> [YOUR TASK] Put everything from the line containing "Where is the cluster" down to the last line of the rows into a Markdown table with two columns, No. for the row number and Text for the line, leaving out any blank lines.

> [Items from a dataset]
• • • • •

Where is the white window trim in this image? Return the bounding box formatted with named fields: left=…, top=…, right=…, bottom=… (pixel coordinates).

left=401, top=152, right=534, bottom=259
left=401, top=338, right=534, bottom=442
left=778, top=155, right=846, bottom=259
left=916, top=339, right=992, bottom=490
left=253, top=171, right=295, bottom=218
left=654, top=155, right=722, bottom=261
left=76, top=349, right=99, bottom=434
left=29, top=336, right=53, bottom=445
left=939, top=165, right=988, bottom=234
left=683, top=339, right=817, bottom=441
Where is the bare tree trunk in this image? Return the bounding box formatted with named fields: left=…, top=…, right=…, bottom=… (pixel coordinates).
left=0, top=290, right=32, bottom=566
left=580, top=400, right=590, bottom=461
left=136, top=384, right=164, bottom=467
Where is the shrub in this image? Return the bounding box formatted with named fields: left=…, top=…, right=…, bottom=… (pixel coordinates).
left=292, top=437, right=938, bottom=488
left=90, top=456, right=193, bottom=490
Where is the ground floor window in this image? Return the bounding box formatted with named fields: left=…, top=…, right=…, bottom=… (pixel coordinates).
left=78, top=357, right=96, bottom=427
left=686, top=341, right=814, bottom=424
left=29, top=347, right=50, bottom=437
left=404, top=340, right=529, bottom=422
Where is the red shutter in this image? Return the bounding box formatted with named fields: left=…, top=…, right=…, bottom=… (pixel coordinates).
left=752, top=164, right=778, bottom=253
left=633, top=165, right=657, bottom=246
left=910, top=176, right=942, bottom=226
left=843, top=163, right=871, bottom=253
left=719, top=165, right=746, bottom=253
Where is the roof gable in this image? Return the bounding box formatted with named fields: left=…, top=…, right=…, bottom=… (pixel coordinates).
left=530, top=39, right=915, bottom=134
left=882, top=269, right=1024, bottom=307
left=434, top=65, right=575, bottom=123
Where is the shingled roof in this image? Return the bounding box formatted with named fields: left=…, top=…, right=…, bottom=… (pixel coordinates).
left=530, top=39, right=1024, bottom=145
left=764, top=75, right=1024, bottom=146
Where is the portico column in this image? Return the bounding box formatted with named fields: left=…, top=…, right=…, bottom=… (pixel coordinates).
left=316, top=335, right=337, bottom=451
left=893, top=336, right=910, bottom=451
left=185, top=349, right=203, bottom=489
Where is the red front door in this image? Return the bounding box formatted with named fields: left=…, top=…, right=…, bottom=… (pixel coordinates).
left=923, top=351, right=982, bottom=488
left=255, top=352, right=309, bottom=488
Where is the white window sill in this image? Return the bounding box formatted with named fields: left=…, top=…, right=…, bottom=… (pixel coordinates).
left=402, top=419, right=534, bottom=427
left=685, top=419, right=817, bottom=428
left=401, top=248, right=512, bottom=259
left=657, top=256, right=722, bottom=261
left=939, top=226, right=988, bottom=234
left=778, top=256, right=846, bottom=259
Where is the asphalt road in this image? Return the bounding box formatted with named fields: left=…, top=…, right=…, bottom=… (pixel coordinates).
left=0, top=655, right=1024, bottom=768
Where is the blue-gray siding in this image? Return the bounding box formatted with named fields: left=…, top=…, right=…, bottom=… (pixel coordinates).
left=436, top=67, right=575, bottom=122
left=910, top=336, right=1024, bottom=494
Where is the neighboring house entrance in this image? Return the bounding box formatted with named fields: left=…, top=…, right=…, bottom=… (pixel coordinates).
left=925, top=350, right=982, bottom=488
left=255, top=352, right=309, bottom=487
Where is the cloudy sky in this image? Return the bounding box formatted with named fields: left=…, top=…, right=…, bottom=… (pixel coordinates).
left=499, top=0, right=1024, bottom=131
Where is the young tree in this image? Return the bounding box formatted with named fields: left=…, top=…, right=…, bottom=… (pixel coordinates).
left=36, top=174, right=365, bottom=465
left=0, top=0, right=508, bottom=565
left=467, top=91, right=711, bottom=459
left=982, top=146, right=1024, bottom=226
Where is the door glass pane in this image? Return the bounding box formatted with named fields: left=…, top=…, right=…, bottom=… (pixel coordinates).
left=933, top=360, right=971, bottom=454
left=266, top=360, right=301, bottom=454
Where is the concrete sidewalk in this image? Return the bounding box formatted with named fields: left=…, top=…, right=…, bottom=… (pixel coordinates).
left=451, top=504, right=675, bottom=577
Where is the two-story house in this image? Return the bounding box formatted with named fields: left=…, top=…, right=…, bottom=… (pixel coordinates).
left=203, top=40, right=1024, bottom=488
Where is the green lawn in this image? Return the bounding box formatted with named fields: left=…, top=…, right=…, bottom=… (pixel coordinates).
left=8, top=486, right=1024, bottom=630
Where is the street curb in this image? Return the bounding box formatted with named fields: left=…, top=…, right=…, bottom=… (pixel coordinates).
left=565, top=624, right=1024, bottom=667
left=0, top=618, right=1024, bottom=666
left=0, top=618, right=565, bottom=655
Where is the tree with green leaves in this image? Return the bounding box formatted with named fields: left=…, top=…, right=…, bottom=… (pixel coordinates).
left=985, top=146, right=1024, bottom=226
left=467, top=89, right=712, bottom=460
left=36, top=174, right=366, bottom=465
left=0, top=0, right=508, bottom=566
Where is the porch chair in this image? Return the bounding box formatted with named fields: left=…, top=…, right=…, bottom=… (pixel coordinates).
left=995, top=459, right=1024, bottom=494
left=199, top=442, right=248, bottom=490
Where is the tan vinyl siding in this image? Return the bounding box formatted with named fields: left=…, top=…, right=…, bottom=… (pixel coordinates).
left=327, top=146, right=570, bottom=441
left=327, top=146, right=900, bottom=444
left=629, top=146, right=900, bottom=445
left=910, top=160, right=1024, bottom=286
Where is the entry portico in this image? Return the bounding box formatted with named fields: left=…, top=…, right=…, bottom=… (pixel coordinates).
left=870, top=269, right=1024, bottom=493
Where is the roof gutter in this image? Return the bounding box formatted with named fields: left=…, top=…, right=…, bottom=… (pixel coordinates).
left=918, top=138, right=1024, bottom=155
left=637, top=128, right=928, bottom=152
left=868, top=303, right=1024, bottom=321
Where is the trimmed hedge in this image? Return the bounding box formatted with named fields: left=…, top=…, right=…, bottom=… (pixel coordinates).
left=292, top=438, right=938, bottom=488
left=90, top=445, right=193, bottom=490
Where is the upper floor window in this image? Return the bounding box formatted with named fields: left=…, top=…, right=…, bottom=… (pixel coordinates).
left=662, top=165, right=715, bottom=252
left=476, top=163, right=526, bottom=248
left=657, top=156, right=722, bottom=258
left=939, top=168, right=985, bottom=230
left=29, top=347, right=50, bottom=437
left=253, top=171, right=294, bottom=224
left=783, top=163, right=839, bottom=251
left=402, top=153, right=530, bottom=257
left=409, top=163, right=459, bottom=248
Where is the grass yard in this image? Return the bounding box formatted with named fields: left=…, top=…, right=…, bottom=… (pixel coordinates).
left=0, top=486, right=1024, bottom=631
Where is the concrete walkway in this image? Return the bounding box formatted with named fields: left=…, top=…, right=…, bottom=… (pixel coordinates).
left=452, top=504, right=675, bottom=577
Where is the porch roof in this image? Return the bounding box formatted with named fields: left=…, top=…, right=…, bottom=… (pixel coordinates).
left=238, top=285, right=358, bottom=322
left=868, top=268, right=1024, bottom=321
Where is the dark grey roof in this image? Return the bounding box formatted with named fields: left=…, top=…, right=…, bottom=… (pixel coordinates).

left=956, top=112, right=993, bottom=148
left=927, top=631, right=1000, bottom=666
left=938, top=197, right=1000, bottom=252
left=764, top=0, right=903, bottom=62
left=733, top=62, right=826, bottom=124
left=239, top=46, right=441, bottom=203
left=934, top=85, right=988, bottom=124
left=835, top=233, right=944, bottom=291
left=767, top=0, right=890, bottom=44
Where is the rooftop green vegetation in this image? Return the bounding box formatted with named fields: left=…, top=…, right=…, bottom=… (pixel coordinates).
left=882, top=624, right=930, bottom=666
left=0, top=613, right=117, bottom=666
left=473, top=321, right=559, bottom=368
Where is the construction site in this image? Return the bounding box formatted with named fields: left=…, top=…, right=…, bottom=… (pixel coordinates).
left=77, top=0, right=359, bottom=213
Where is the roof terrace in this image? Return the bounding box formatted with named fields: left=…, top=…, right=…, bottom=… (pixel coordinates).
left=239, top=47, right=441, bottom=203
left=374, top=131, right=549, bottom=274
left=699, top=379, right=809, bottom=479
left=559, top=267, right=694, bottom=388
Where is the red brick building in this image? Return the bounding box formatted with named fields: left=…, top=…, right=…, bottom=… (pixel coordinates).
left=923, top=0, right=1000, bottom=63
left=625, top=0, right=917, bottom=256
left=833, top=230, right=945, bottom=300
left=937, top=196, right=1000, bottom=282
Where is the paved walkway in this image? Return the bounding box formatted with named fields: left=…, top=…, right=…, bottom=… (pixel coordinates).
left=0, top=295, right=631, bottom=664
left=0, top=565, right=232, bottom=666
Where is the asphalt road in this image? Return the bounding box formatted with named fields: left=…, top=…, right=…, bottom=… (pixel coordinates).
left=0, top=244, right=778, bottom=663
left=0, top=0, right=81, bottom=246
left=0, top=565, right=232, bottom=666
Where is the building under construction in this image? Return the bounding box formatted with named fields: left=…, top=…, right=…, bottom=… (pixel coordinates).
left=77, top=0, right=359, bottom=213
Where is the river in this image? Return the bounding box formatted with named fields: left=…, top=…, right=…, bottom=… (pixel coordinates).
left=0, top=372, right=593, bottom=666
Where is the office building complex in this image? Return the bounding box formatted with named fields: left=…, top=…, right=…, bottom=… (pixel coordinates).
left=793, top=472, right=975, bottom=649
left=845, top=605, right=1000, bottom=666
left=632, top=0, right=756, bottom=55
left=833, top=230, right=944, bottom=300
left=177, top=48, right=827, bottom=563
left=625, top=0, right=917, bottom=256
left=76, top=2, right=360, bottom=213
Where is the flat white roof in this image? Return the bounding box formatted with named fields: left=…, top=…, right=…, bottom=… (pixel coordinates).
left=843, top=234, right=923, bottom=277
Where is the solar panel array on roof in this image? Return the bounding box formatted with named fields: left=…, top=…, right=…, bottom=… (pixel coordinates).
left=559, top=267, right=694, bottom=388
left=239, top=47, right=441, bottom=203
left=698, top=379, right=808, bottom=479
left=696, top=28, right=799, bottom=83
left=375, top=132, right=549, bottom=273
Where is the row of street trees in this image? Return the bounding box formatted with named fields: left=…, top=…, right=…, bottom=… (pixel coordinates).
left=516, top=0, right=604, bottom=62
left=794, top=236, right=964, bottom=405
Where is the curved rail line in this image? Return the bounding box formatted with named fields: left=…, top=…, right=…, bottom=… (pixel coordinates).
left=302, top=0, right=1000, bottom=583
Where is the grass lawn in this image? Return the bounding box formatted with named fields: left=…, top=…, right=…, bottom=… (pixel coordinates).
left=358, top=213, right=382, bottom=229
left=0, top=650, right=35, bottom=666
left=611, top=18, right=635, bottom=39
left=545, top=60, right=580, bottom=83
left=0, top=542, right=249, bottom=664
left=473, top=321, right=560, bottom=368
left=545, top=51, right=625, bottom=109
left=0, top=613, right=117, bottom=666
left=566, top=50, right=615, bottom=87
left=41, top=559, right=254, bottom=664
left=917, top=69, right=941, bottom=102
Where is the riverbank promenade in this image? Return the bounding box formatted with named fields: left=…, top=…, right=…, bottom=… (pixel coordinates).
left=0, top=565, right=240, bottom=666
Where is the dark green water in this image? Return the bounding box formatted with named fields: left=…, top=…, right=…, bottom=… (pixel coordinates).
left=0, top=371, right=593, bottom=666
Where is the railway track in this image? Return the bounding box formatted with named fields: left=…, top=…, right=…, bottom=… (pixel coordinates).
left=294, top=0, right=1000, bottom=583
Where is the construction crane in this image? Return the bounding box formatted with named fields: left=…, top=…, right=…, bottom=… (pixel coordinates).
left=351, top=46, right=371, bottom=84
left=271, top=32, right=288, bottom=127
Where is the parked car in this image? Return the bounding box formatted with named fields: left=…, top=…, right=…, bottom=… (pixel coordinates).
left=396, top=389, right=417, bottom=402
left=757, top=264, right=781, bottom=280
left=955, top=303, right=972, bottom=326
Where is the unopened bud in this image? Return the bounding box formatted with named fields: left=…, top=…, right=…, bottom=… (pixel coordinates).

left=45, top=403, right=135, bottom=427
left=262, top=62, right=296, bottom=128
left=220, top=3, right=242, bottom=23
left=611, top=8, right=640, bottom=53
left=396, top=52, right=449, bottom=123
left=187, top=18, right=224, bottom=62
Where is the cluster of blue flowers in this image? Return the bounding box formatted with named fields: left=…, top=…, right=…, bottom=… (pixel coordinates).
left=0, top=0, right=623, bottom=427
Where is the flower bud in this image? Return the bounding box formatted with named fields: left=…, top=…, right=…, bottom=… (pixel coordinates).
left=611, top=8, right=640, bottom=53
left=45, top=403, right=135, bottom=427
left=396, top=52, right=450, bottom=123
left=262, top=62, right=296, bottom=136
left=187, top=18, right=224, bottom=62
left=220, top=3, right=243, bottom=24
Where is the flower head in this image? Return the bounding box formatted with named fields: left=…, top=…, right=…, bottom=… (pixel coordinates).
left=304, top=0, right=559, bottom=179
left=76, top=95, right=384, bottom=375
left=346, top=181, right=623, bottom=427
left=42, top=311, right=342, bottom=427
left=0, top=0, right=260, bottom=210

• • • • •

> [RESULT OF THIS TASK]
| No. | Text |
|---|---|
| 1 | Where is the cluster of blue flowers in this image? Return the bounding box formatted with named fields: left=…, top=…, right=…, bottom=… (pixel coordinates). |
| 2 | left=0, top=0, right=623, bottom=427 |
| 3 | Where is the flower bud in this image? Return the bounding box formatted with named fields: left=…, top=…, right=…, bottom=… (pixel coordinates). |
| 4 | left=611, top=8, right=640, bottom=53 |
| 5 | left=45, top=403, right=135, bottom=427 |
| 6 | left=396, top=52, right=450, bottom=123 |
| 7 | left=262, top=62, right=296, bottom=136 |
| 8 | left=187, top=18, right=224, bottom=62 |
| 9 | left=220, top=3, right=243, bottom=24 |
| 10 | Where is the flower head in this image? Return the bounding box formatted with named fields: left=…, top=…, right=…, bottom=… (pixel coordinates). |
| 11 | left=304, top=0, right=559, bottom=179 |
| 12 | left=76, top=95, right=384, bottom=375 |
| 13 | left=346, top=181, right=623, bottom=427 |
| 14 | left=42, top=311, right=342, bottom=427 |
| 15 | left=0, top=0, right=260, bottom=210 |